> _Given text_
Verification of limit of $\frac{n!}{\prod_{i=1}^n(2i-1)}$ Does the limit $$\lim_{n\to\infty}\frac{n!}{\prod_{i=1}^n(2i-1)}$$ equal zero?
I definitely think no, because, the sequence is divergent as the the sequence is equal to $\prod_{i=1}^n2i=2^nn!$, which is divergent right? On the other hand, does Cauchy theorem on limits work here?
 A: By the Stirling approximation, your product $$\frac{n!^2 2^n}{(2n)!}\approx\frac{2\pi n^{2n+1}(2e^{-2})^n}{\sqrt{4\pi n}2^{2n}n^{2n}e^{-2n}}=\frac{\sqrt{\pi n}}{2^n}\stackrel{n\to\infty}{\to}0.$$Or if you only want to know that it vanishes rather than how quickly, note that $$a_n:=\frac{n!}{\prod_{i=1}^n(2i-1)}\implies\frac{a_{n+1}}{a_n}=\frac{n+1}{2n+1}\stackrel{n\to\infty}{\to}\frac12,$$and in particular this ratio $<\frac{2}{3}$ for $n\ge 3$, so there's an exponentially decaying upper bound on $a_n$.

> _Short task a_
Return the records word for word, from the line containing "Tag the mountain range" through the end of the records, with both ends included.

> _Information shown_
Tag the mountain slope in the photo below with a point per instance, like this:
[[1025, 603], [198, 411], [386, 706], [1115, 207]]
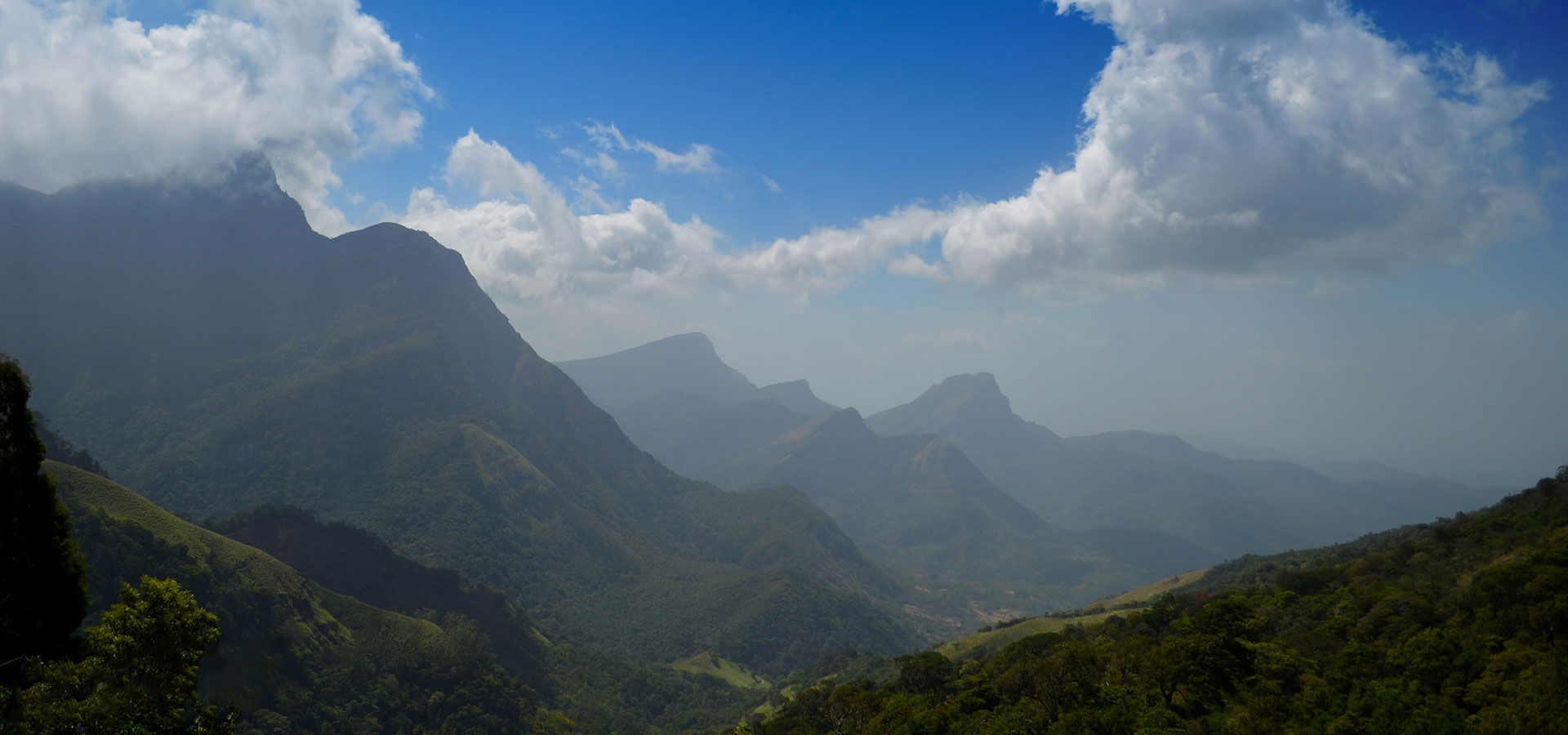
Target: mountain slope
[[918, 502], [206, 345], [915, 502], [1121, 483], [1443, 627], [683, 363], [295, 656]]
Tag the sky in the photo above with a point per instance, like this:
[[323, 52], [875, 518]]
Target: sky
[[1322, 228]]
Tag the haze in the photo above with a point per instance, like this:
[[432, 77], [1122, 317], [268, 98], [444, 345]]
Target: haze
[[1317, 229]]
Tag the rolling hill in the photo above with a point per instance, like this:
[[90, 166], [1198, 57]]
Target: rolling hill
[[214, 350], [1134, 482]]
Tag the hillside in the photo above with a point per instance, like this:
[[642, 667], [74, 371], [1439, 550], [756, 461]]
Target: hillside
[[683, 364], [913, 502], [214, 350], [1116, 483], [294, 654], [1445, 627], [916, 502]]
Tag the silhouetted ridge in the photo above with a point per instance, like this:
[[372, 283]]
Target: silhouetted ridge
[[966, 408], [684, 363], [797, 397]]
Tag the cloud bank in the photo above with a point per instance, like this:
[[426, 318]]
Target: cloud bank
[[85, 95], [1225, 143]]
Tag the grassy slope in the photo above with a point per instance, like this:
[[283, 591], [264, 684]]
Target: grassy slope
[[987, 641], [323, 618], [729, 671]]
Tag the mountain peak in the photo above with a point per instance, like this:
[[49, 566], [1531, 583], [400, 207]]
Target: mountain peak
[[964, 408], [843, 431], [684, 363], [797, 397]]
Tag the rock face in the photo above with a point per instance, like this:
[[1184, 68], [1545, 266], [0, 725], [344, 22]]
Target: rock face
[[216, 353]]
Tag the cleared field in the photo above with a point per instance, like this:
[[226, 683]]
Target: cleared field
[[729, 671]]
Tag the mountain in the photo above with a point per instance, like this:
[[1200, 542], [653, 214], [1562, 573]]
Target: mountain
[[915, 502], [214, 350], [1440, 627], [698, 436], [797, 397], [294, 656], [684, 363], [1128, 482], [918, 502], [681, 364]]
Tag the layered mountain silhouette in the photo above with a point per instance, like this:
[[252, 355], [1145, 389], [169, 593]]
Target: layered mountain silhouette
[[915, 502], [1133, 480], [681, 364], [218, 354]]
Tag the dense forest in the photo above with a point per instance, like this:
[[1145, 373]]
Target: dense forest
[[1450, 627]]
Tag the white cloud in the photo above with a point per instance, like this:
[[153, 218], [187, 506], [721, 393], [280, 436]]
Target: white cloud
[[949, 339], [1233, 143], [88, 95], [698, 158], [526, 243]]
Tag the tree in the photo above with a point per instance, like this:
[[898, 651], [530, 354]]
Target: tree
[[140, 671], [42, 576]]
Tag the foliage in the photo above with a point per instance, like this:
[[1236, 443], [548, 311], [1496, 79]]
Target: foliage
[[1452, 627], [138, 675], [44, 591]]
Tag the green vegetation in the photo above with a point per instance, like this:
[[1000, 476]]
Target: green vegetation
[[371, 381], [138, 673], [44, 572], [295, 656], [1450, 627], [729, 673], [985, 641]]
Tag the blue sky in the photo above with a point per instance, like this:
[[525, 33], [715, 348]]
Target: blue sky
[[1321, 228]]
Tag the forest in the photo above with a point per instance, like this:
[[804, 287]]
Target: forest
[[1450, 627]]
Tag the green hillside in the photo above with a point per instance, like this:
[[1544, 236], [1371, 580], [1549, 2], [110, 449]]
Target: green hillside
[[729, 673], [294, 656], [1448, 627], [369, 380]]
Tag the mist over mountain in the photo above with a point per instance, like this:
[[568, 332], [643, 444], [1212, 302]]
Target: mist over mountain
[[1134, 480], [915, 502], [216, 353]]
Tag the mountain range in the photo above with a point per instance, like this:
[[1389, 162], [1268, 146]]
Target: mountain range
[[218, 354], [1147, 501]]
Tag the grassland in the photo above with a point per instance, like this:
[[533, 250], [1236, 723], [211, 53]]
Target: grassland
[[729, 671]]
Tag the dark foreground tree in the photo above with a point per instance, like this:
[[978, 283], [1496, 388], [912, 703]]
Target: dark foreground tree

> _Short task b_
In the limit thread, which named approximation does the reply use to estimate the product?

> _Full solution a_
Tag the mountain range in the photo above with a point per instance, like this:
[[1389, 162], [1268, 146]]
Target: mountain range
[[218, 354], [1147, 501]]
Tag the grassland in the photo above with a point per instance, like this:
[[533, 250], [1236, 723], [211, 53]]
Target: grassland
[[729, 671]]
Tag the dark foreground tree in the photo above with a point per instance, like this:
[[978, 283], [1496, 388], [912, 703]]
Target: dark foreground tree

> _Full solution b_
The Stirling approximation.